Snacks in long-term care

By Dale Mayerson and Karen Thompson

Snacks are an important component of the resident nutrition program in long-term care (LTC).  They provide increased nutrients and fluids, and are especially important for residents who do not eat full meals in the dining room.

Why snacks?


For residents with small appetites, snacks help to avoid hunger between meals. Many elderly people are easily fatigued and experience early satiety related to delayed gastric emptying.  Both of these factors suggest a need for small, more frequent meals allowing residents to take their snacks as they are able.  The plan of “6 small meals a day” helps to keep residents well nourished.

Planning snacks

Every resident in LTC should be offered between-meal snacks according to the policies of the home and standards of the province. Snacks are considered part of the meal cycle, which is usually three or four weeks long, and should be planned at the same time as the meals. In this way, snacks complement the meals, optimize variety and avoid repetition. For example, if cheese is served at breakfast, the evening snack should not be a cheese sandwich. Residents Council reviews the menu after it has been developed. If the home has a food committee, the committee is likely involved in helping to plan the menus.as well

The usual snack plan includes a mid-morning drink, a 2 PM snack and a drink, and an 8 PM snack and a drink. Snack menus should include well liked nutrient dense foods and beverages. Items that include protein, vitamins and minerals help residents to maintain their health and weight. Increased meat portions, extra cheese, peanut butter, and yogurt will all increase protein and can be easily added between meals.  Other nutritious foods are milk, milkshakes, cookies, muffins, ice cream, puddings, fruit, cheese and crackers, and sandwiches. Eggnogs should not be homemade, since raw eggs must are not considered safe due to risk of salmonella.  Commercial eggnogs have been pasteurized and are safe to use.

Seniors lose their ability to recognize thirst so drinks should be offered to residents frequently. For snack times, pitchers of juice, water, milk and/or hot beverages should be offered.  Some residents enjoy warm milk or decaffeinated coffee before bedtime. Adequate fluid intake can save residents from increased suffering and staff from increased work.  This is especially important during hot weather conditions when residents are at increased risk.  Popsicles and freezies should be available and offered frequently in hot weather to keep residents well hydrated.

----------------

What the exercise asks ::
Continue the article on snacks in long-term care, starting after its last sentence.

Available data ::

----------------

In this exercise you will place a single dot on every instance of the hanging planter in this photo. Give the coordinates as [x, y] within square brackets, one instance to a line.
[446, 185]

----------------

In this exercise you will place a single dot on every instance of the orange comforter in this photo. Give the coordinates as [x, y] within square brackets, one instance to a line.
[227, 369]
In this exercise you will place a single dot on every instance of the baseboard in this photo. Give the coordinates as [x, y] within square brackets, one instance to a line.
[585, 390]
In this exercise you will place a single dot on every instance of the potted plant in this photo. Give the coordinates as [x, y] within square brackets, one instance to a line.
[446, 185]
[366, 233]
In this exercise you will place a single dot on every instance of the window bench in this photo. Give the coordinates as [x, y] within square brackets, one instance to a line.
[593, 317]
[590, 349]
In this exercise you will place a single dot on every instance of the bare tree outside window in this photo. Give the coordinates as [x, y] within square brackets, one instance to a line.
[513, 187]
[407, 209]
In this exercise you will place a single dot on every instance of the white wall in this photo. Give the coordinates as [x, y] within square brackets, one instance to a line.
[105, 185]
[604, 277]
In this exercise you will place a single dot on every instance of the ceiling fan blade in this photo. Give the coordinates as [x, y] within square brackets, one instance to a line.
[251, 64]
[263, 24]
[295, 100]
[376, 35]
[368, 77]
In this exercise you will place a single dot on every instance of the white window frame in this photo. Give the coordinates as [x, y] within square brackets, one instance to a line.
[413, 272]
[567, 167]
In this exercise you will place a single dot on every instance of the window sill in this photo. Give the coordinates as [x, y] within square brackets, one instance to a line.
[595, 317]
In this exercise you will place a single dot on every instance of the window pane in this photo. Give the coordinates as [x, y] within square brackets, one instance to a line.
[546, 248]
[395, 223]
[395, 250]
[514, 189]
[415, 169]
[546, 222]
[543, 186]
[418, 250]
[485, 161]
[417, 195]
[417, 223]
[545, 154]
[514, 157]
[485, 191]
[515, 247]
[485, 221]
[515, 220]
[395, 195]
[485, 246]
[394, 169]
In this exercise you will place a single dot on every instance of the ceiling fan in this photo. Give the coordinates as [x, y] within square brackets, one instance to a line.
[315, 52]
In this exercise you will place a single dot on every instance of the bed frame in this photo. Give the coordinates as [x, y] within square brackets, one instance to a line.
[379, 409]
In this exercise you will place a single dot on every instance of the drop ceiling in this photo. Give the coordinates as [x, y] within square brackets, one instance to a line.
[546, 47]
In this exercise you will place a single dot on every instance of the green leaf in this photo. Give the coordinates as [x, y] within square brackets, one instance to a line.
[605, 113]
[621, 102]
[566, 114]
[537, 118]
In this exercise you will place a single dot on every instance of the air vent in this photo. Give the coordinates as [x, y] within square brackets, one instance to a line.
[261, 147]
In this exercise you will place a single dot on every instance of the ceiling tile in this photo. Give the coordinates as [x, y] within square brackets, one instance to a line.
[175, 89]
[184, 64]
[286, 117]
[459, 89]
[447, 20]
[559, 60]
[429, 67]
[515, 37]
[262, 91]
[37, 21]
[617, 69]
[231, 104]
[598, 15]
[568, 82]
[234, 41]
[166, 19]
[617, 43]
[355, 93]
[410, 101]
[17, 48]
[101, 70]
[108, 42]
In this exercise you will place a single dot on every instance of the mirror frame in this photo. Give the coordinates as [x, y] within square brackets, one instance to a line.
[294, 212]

----------------

Result of this exercise ::
Foods and drinks served at snack times need to be provided for all diet types and all textures. For example, cookies and sandwiches can both be pureed for residents who require a pureed texture. Recipes are available for all texture-modified foods on the snack menu. Portion sizes are planned and server’s reference current lists outlining specific dietary needs of each resident for all diets and texture modifications. Written procedures will guide staff on how to manage snacks for a resident who is napping or away at the time of snack delivery.

Nutritional supplements may also be served at snack time as ordered according to resident’s individual needs.  Residents receiving a nutrition supplement should be offered a snack in addition to their supplement unless otherwise indicated in their plan of care.  Staff will report if residents are refusing snacks so that changes can be made according to the resident’s individual needs and wishes.

Serving snacks

Similar to dining, snack time is an opportunity to encourage social interaction. Snacks may be served from a central location or passed from room to room according to the needs of the residents.

Staff provide assistance to those residents who require help in taking their food/fluids and should monitor and document consumption for all residents.  Staff records each resident’s intake at snacks just as they do for residents at meal times.

Serving staff must also understand and practice the principles of proper food handling for the snack service.  Sandwiches and dairy products should not be left sitting at room temperature for later consumption but should be stored in a refrigerator until the resident is ready for them.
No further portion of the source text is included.